■ **Work instructions**: Exactly as they appear, output all of the records. Skip any images.

(Point localization data)
-.-.-
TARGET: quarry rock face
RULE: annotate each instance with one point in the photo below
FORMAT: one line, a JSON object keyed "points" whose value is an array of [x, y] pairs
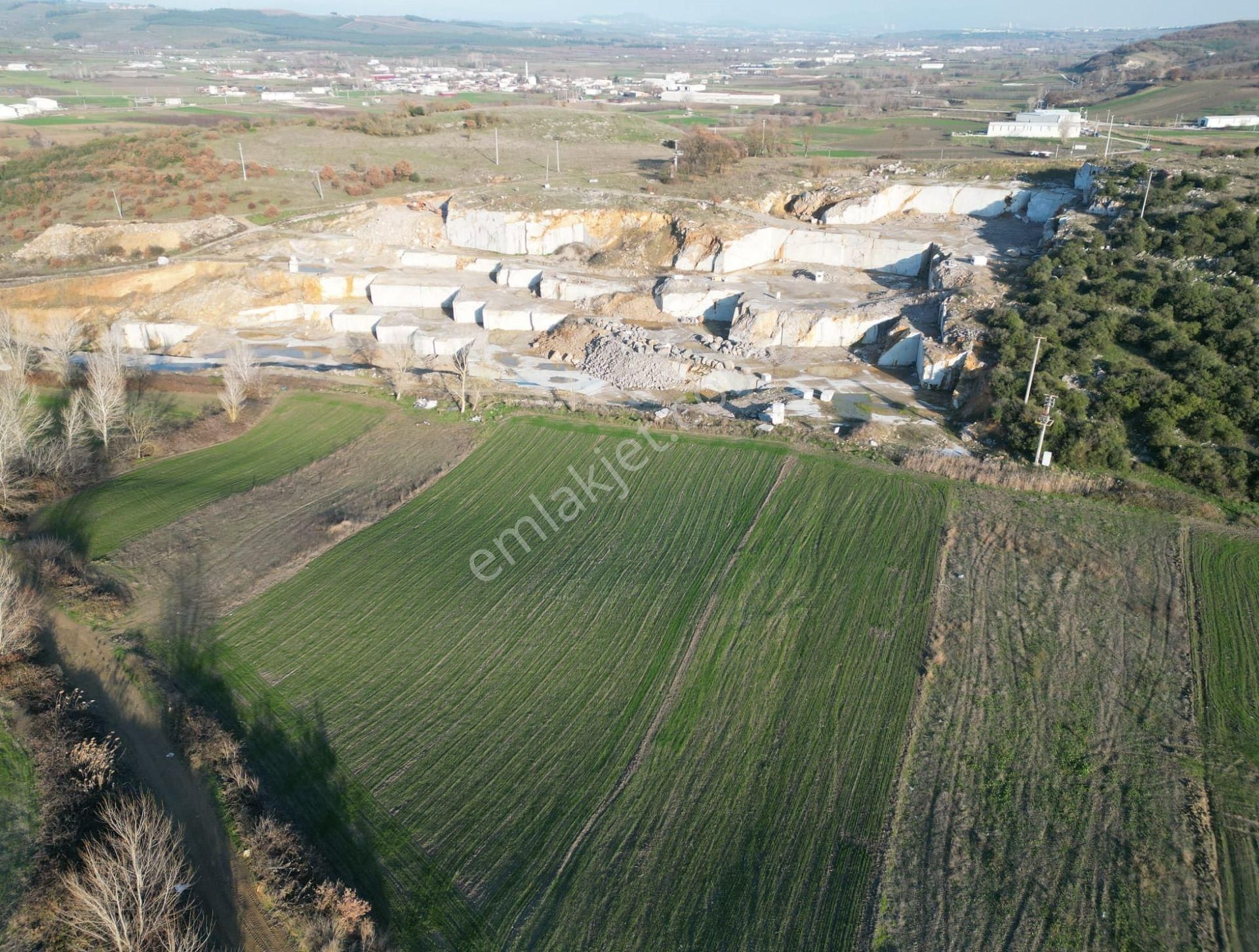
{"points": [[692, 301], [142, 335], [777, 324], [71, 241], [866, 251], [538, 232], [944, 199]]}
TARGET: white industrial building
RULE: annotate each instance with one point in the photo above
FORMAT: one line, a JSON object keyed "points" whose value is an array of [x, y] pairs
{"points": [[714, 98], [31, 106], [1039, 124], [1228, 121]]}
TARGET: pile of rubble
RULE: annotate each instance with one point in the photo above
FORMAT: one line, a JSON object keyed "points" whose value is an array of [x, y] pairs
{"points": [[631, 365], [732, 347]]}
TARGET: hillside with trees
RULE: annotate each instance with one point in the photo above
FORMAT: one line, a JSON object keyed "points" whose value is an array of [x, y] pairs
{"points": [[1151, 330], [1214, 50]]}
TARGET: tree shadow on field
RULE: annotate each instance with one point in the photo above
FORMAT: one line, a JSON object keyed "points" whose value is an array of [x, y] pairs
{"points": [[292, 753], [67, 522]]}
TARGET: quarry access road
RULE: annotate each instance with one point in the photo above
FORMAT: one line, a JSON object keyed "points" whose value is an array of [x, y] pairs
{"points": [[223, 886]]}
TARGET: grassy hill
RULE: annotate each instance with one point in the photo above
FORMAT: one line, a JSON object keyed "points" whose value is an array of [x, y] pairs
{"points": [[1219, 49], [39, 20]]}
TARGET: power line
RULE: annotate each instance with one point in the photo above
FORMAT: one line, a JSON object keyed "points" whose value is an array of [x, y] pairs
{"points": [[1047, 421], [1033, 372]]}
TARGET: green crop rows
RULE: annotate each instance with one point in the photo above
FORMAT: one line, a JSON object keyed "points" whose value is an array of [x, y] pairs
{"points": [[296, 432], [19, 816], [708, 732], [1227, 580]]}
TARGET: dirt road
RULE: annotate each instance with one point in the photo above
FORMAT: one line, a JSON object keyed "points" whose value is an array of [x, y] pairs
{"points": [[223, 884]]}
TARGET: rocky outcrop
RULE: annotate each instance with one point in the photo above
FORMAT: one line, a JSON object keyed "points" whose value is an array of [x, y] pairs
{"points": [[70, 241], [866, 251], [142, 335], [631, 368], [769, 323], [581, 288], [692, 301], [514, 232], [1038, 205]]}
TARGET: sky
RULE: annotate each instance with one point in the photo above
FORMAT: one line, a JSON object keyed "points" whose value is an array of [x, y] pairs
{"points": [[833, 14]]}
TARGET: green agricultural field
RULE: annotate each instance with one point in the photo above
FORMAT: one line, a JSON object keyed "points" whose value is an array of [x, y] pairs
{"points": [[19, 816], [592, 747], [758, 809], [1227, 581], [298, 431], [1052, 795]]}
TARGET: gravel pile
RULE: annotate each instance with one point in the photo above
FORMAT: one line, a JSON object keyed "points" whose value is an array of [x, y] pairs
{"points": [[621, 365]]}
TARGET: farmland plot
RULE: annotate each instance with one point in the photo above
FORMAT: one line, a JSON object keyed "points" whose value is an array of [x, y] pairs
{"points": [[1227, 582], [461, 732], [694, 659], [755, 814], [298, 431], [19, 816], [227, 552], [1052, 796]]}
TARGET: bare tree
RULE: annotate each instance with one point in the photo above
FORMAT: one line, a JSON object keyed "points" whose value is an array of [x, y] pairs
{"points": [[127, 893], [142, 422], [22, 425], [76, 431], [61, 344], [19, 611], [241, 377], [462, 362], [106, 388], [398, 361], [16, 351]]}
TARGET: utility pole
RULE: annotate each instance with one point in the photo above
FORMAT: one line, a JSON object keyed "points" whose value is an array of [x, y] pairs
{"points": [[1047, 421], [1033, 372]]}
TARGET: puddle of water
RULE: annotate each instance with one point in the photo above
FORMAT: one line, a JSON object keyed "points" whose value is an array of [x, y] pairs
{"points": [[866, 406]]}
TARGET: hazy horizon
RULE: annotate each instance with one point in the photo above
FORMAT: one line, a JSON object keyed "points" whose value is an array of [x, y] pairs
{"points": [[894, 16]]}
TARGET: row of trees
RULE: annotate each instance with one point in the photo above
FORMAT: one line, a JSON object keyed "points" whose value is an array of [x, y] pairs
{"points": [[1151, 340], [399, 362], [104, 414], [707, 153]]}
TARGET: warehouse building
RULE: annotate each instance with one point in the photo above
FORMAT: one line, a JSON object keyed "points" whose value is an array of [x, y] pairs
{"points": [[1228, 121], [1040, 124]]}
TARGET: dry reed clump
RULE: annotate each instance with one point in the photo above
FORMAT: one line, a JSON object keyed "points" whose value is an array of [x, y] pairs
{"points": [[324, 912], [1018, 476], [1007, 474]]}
-.-.-
■ **Exercise output**:
TARGET: quarry rock face
RULE: annotate each instance with one point in the photo below
FORMAT: one line, a JSON object keyed "points" whose value is an array of [x, y] pairs
{"points": [[692, 301], [142, 335], [777, 324], [71, 241], [866, 251], [538, 232], [944, 199]]}
TARGET: white industrial building
RULE: annotate each instance with one point in the photo above
FORMAT: one line, a JSON object keyed "points" whose value is an array of [x, y] pairs
{"points": [[714, 98], [31, 106], [1039, 124], [1228, 121]]}
TARGET: pile of rubble
RULE: annotate each instance with one point in the photo above
FORMAT: one line, a JSON object keyed "points" whose value is an array of [x, y] pairs
{"points": [[631, 365], [732, 347]]}
TARGET: hillside with trees
RULE: annotate each instance with one point in the photo above
FORMAT: one line, a JSON object keyed "points" whose value is an array of [x, y] pairs
{"points": [[1151, 330], [1214, 50]]}
TARGET: tree shadow on field
RULE: annotate each instance with one point in the photo above
FORMAT: one line, a JSON object keyed "points" whose value is an array of [x, y] pairs
{"points": [[292, 753], [67, 522]]}
TARGET: quarry access road
RULE: annotate each instance with one point in the photo above
FORMAT: one line, a JSON object keyed "points" whose value is an array of [x, y] pairs
{"points": [[223, 886]]}
TARGET: grassy hill
RULE: annotate each instance with one point in the photo above
FORMAT: one line, a JSON object keyed "points" whose value is an array of [x, y] pairs
{"points": [[1219, 49], [39, 20]]}
TARGET: power line
RULE: annotate each instance with one point in the photo above
FORMAT: one line, a JSON object keyed "points" whose value is an array of [x, y] pairs
{"points": [[1047, 421], [1033, 372]]}
TARGET: green crop rows
RULE: annotate each instance with one point in the photo above
FORMAT: one line, a JSON object keyed "points" whose value is an array of [x, y] pairs
{"points": [[296, 432], [19, 816], [708, 732], [1227, 580]]}
TARGET: dirt road
RULE: annotate each instance with one point in the photo above
FORMAT: one line, a JSON object keyed "points" whose value is an array of [x, y] pairs
{"points": [[223, 884]]}
TARGET: rocky outcrop
RULE: annotate each instance with one point in the photo above
FORMAT: one line, a JSON object keyed "points" whose value is an array of [x, y] pairs
{"points": [[70, 241], [866, 251], [142, 335], [631, 368], [769, 323], [581, 288], [692, 301], [514, 232], [1038, 205]]}
TARGET: sky
RULE: annotate each instance with one point in the photo above
FORMAT: one line, a JSON object keyed "points" whose value is an array of [x, y] pairs
{"points": [[833, 14]]}
TARGET: green agricultural field
RULE: annotate each instance with one point in the photo above
FORMAT: one line, a JSON object keyed "points" whose value is an array of [x, y] pairs
{"points": [[19, 816], [592, 747], [758, 809], [1227, 581], [298, 431], [1052, 795]]}
TARGET: gravel pile
RULE: annotate each instance with one point in the photo above
FORMAT: one line, a JSON object keyed "points" whose value is an array of [x, y] pairs
{"points": [[621, 365]]}
TARGET: farmland plot
RULE: annotate each instance with one point in the photo above
FORMAT: one line, a JSON object keyed "points" whose value is an array of [x, y] pairs
{"points": [[1227, 582], [461, 732], [694, 659], [755, 814], [298, 431], [19, 816], [227, 552], [1052, 796]]}
TARGET: bare tree
RULE: annotate each instance with one point in the photo above
FORMAT: one line, a JSON object keyed "points" whose value is an array of [x, y] pairs
{"points": [[127, 893], [142, 422], [22, 425], [76, 431], [61, 344], [19, 611], [241, 377], [462, 362], [106, 388], [398, 361], [16, 351]]}
TARGET: utility pole
RULE: annotate each instance with one point in the photo above
FORMAT: one line, a JSON object keyed "points" whose value is an array of [x, y] pairs
{"points": [[1047, 421], [1033, 372]]}
TARGET: puddle of water
RULE: annotate each instance with one point in the photo above
FORMAT: one line, a JSON object keyed "points" whose value is an array of [x, y] pairs
{"points": [[866, 406]]}
TARGET: hazy horizon
RULE: annotate each instance with one point in the photo above
FORMAT: one line, a JSON object keyed "points" whose value is an array of [x, y] pairs
{"points": [[894, 16]]}
TARGET: row of trees
RULE: annotate each instance with one point in the photo above
FORMAT: one line, a JSON object keyed "points" whose value is an array of [x, y] pairs
{"points": [[1151, 340], [399, 362], [104, 414], [707, 153]]}
TARGET: warehouse building
RULE: annotate each instance with one point in the photo above
FORMAT: one line, a JSON object keyed "points" whose value is an array of [x, y] pairs
{"points": [[1228, 121], [1040, 124]]}
TARGET: dry reed clump
RULE: annotate each instance with one point in the photo above
FORMAT: one line, a JSON object keyed "points" whose value is an array of [x, y] pairs
{"points": [[324, 912], [1018, 476], [1007, 474]]}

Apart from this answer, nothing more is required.